- Requirement -
Present the data once more in exactly its original form.

- Record list -
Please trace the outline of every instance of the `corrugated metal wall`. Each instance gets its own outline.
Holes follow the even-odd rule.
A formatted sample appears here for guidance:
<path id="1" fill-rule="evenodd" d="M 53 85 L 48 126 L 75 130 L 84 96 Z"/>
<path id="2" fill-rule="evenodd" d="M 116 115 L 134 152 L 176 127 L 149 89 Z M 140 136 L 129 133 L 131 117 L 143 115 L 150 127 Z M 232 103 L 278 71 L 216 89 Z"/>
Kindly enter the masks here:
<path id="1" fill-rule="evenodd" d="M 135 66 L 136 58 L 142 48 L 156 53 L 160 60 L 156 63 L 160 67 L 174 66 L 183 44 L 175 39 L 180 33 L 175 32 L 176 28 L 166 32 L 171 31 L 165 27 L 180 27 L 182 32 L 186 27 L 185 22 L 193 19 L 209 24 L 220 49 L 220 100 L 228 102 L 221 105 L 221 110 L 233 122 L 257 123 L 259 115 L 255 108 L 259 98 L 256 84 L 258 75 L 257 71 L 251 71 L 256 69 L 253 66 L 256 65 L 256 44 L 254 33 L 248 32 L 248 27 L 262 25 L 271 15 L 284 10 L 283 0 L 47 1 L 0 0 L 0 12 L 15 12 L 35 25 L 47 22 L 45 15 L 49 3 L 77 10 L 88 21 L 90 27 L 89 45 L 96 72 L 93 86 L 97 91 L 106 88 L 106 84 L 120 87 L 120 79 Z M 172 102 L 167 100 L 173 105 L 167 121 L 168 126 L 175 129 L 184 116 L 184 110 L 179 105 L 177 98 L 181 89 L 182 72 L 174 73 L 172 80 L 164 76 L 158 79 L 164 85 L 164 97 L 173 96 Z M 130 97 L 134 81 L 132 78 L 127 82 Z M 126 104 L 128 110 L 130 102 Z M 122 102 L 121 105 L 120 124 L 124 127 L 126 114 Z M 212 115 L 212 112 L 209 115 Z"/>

- Response for this exercise -
Please trace the outline of every instance of the `corrugated metal wall`. Each instance gets its own outline.
Holes follow the even-odd rule.
A formatted sample appears here for guidance:
<path id="1" fill-rule="evenodd" d="M 53 85 L 48 126 L 75 130 L 84 96 Z"/>
<path id="2" fill-rule="evenodd" d="M 116 115 L 134 152 L 176 127 L 149 89 Z M 140 136 L 129 133 L 131 117 L 143 115 L 150 127 Z M 232 103 L 278 71 L 216 89 Z"/>
Kindly enter the masks here:
<path id="1" fill-rule="evenodd" d="M 135 66 L 136 58 L 142 48 L 156 53 L 160 60 L 156 63 L 160 67 L 174 66 L 183 44 L 175 39 L 180 33 L 175 32 L 176 28 L 166 32 L 171 31 L 165 27 L 180 27 L 182 32 L 186 27 L 185 22 L 193 19 L 209 24 L 220 49 L 220 100 L 228 102 L 221 105 L 221 110 L 233 122 L 257 123 L 259 115 L 255 108 L 259 98 L 256 84 L 258 75 L 257 71 L 251 71 L 256 69 L 253 66 L 256 65 L 256 44 L 254 33 L 248 32 L 248 27 L 262 25 L 271 15 L 284 10 L 283 0 L 47 1 L 0 0 L 0 12 L 15 12 L 35 25 L 47 22 L 45 15 L 49 3 L 77 10 L 88 21 L 90 27 L 89 45 L 96 72 L 93 86 L 97 91 L 106 88 L 106 84 L 120 87 L 120 79 Z M 172 102 L 167 100 L 173 105 L 167 121 L 168 126 L 175 129 L 184 116 L 184 110 L 179 105 L 177 98 L 181 89 L 182 72 L 174 73 L 172 80 L 164 76 L 158 79 L 164 85 L 164 97 L 173 96 Z M 130 97 L 134 81 L 132 78 L 127 82 Z M 126 104 L 128 110 L 130 102 Z M 122 102 L 121 105 L 120 124 L 124 127 L 126 114 Z M 212 115 L 212 112 L 209 115 Z"/>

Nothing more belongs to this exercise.